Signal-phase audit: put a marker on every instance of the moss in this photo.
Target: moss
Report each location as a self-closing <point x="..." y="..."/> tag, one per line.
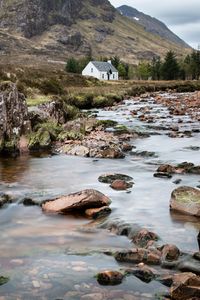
<point x="106" y="123"/>
<point x="40" y="140"/>
<point x="69" y="135"/>
<point x="3" y="280"/>
<point x="187" y="195"/>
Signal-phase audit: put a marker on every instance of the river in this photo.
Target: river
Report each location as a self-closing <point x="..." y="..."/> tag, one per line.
<point x="57" y="257"/>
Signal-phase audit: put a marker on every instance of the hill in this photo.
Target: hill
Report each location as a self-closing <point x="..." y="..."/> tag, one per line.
<point x="48" y="31"/>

----------------------------------------

* [Task to carry out] Can you rewrite all the entries above with "put a marker on" replaced by "place a point on", keeping everything else the same and leaving out the pictures?

* [Task solution]
Signal-phase audit: place a point on every instance of the moss in this photo.
Target: moss
Report each location as a self-closing <point x="..." y="..."/> tag, one per line.
<point x="106" y="123"/>
<point x="40" y="140"/>
<point x="69" y="135"/>
<point x="3" y="280"/>
<point x="187" y="195"/>
Signal-phase audit: place a point on every instance of the river in this photo.
Target: river
Report each location as a self-closing <point x="..." y="..."/> tag, one per line.
<point x="57" y="257"/>
Signal-phase audit: place a point on every instance of the hill in this photo.
Target: hill
Report each location as a self-closing <point x="..." y="..."/> tag, one per line.
<point x="48" y="31"/>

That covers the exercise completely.